(Point-per-instance localization data)
____
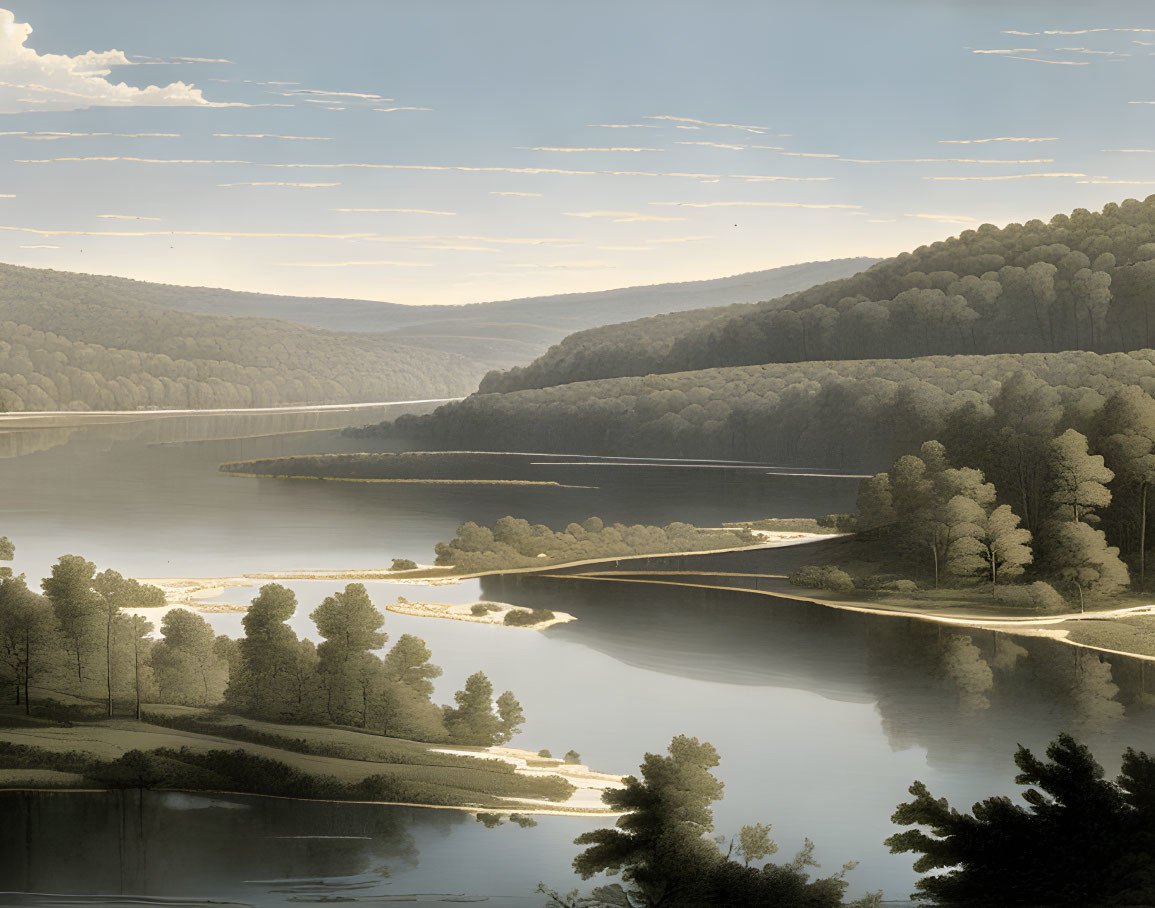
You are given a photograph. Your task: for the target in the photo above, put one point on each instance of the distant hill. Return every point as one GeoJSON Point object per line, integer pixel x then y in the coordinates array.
{"type": "Point", "coordinates": [75, 341]}
{"type": "Point", "coordinates": [500, 333]}
{"type": "Point", "coordinates": [1083, 281]}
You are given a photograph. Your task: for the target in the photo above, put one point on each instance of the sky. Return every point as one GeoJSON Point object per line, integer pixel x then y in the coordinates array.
{"type": "Point", "coordinates": [441, 151]}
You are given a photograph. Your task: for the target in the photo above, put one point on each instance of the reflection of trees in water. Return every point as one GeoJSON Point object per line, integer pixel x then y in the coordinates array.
{"type": "Point", "coordinates": [165, 843]}
{"type": "Point", "coordinates": [975, 694]}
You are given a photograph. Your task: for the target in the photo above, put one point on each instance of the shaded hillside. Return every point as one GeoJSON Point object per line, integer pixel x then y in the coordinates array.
{"type": "Point", "coordinates": [498, 334]}
{"type": "Point", "coordinates": [73, 342]}
{"type": "Point", "coordinates": [854, 415]}
{"type": "Point", "coordinates": [1078, 282]}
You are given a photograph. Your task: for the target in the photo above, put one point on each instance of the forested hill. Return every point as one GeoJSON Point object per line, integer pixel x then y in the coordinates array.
{"type": "Point", "coordinates": [72, 342]}
{"type": "Point", "coordinates": [1083, 281]}
{"type": "Point", "coordinates": [498, 334]}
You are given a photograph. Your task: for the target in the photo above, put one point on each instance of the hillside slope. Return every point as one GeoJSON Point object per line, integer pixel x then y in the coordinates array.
{"type": "Point", "coordinates": [1079, 282]}
{"type": "Point", "coordinates": [499, 334]}
{"type": "Point", "coordinates": [72, 342]}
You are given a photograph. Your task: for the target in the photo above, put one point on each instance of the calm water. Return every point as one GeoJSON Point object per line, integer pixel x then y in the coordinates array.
{"type": "Point", "coordinates": [822, 719]}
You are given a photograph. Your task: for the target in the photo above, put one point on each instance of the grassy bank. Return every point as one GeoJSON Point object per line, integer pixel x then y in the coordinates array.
{"type": "Point", "coordinates": [188, 749]}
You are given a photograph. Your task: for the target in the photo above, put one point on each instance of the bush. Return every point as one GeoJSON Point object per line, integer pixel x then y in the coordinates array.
{"type": "Point", "coordinates": [901, 586]}
{"type": "Point", "coordinates": [527, 617]}
{"type": "Point", "coordinates": [1037, 596]}
{"type": "Point", "coordinates": [840, 522]}
{"type": "Point", "coordinates": [822, 577]}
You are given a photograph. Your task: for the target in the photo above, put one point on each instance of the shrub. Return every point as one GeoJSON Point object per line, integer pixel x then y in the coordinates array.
{"type": "Point", "coordinates": [822, 577]}
{"type": "Point", "coordinates": [1037, 596]}
{"type": "Point", "coordinates": [527, 617]}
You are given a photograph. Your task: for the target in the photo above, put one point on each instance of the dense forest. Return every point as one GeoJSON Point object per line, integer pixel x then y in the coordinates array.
{"type": "Point", "coordinates": [1083, 281]}
{"type": "Point", "coordinates": [79, 344]}
{"type": "Point", "coordinates": [854, 415]}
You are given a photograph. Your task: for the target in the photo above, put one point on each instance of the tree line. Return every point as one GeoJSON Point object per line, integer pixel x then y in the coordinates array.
{"type": "Point", "coordinates": [79, 342]}
{"type": "Point", "coordinates": [81, 639]}
{"type": "Point", "coordinates": [1079, 840]}
{"type": "Point", "coordinates": [1083, 281]}
{"type": "Point", "coordinates": [514, 542]}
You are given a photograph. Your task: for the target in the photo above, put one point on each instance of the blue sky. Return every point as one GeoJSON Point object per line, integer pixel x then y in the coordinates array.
{"type": "Point", "coordinates": [453, 151]}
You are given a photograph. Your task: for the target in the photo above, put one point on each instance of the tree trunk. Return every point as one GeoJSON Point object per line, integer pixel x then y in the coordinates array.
{"type": "Point", "coordinates": [1142, 541]}
{"type": "Point", "coordinates": [107, 662]}
{"type": "Point", "coordinates": [136, 669]}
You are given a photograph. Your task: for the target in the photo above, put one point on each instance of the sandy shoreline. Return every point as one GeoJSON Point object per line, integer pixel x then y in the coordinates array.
{"type": "Point", "coordinates": [188, 593]}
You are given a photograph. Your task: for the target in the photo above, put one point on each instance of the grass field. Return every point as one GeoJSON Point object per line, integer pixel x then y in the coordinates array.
____
### WORK REQUIRED
If an entry holds a picture, leave the picture out and repeat the rest exactly.

### OUTPUT BELOW
You are given a photograph. Your task: for the target in the photo above, put one point on each instance of the distant hill. Return every point as one GeoJSON Point object per line, integer pixel x then y in the coordinates array.
{"type": "Point", "coordinates": [75, 341]}
{"type": "Point", "coordinates": [500, 333]}
{"type": "Point", "coordinates": [1083, 281]}
You are given a photograph. Your task: for the target in the photo above, put one point on each instance of the sky. Return every point as one GeoJSON Point object per line, integer pixel x then y in the coordinates array.
{"type": "Point", "coordinates": [441, 151]}
You are given a photograph. Your task: for the target in the photo above, put one point on each instance of the reflection of trees in water. Return every point as one GeoJSON Point object per line, integer pixel x then y in the coordinates array.
{"type": "Point", "coordinates": [165, 843]}
{"type": "Point", "coordinates": [975, 694]}
You are given a photograph. Your task: for the target in the photo above, put one point on each instance of the shaded hillside. Return every point as one GeoJSON Point object per line, integer pixel x then y in the coordinates array.
{"type": "Point", "coordinates": [498, 334]}
{"type": "Point", "coordinates": [73, 342]}
{"type": "Point", "coordinates": [854, 415]}
{"type": "Point", "coordinates": [1078, 282]}
You are given a photograph. Your task: for the target in the photo above, put one point on each instance of the forested hill. Return every point as one GeoJSON Point object per line, integer pixel x then y in the coordinates array.
{"type": "Point", "coordinates": [72, 342]}
{"type": "Point", "coordinates": [1083, 281]}
{"type": "Point", "coordinates": [498, 334]}
You are given a photograph. Your task: for the target in the photo above, put one point on each instance of the hillside slope. Return every point as one GeoJSON Point object per line, integer pixel x then y in the coordinates array.
{"type": "Point", "coordinates": [1079, 282]}
{"type": "Point", "coordinates": [499, 334]}
{"type": "Point", "coordinates": [72, 342]}
You are given a photograph. Your task: for the target in the photo above, put one point on each instance of the calm water. Return every point as one GeoJSON Point object per line, integer pixel x then y in the coordinates array.
{"type": "Point", "coordinates": [822, 719]}
You are given a photograph. Your task: for the target in the photo above, put one point on each instance of the grassy bank. Return every point as one GeoJSON Point object per line, integer pixel x then y in the coordinates array.
{"type": "Point", "coordinates": [188, 749]}
You are given a photograph. Your task: for the target in the photo above, put one point on each instance of the bush. Return every point as one GeoJSON Point object per line, integer pixel x then y in the coordinates array.
{"type": "Point", "coordinates": [901, 586]}
{"type": "Point", "coordinates": [527, 617]}
{"type": "Point", "coordinates": [1037, 596]}
{"type": "Point", "coordinates": [840, 522]}
{"type": "Point", "coordinates": [822, 577]}
You are given a photograph. Your task: for the target in the photo above, put one point on each instance of the shrub. Return every point as one GeoJSON Point object per line, integer pixel x then y in the coordinates array.
{"type": "Point", "coordinates": [822, 577]}
{"type": "Point", "coordinates": [1037, 596]}
{"type": "Point", "coordinates": [527, 617]}
You are given a photograph. Your task: for the target in the photo above, put one point on each instance of the dense forest. Return every point as one GeoJSON Point object per line, integer pixel x then y in the coordinates array.
{"type": "Point", "coordinates": [1083, 281]}
{"type": "Point", "coordinates": [79, 344]}
{"type": "Point", "coordinates": [854, 415]}
You are given a photograph. Your task: for the target in the photo above, put one point on each instance of the tree line. Return every point as one GeoJSON Point object per line, integer pixel x then y in the coordinates array.
{"type": "Point", "coordinates": [79, 342]}
{"type": "Point", "coordinates": [81, 639]}
{"type": "Point", "coordinates": [1079, 840]}
{"type": "Point", "coordinates": [1083, 281]}
{"type": "Point", "coordinates": [514, 542]}
You are given a photograph. Your task: for the target in the photo above, put one point on each instance of the blue sky. Return every point as one GeoJSON Point object per line, integer pixel x then y in the coordinates array.
{"type": "Point", "coordinates": [453, 151]}
You are given a photograph. Your task: for the target in the photo above, put one point on each instance of the tree trunk. Return every point as one GeoJSON Point object per line, integer pixel x then y in the coordinates array.
{"type": "Point", "coordinates": [1142, 541]}
{"type": "Point", "coordinates": [107, 662]}
{"type": "Point", "coordinates": [136, 669]}
You are given a photograph. Your task: for the target in the photo above, put one point on each instance of the sandy shoreline. Return every point as one GeoJSON Point object per line, integer pixel x then y in the coordinates array.
{"type": "Point", "coordinates": [188, 593]}
You are given a photograph. Your task: for the target in the photo above, put one point on each instance of the grass field. Return every point as one GeoJSON Point object per line, integer pixel x then y in the coordinates array.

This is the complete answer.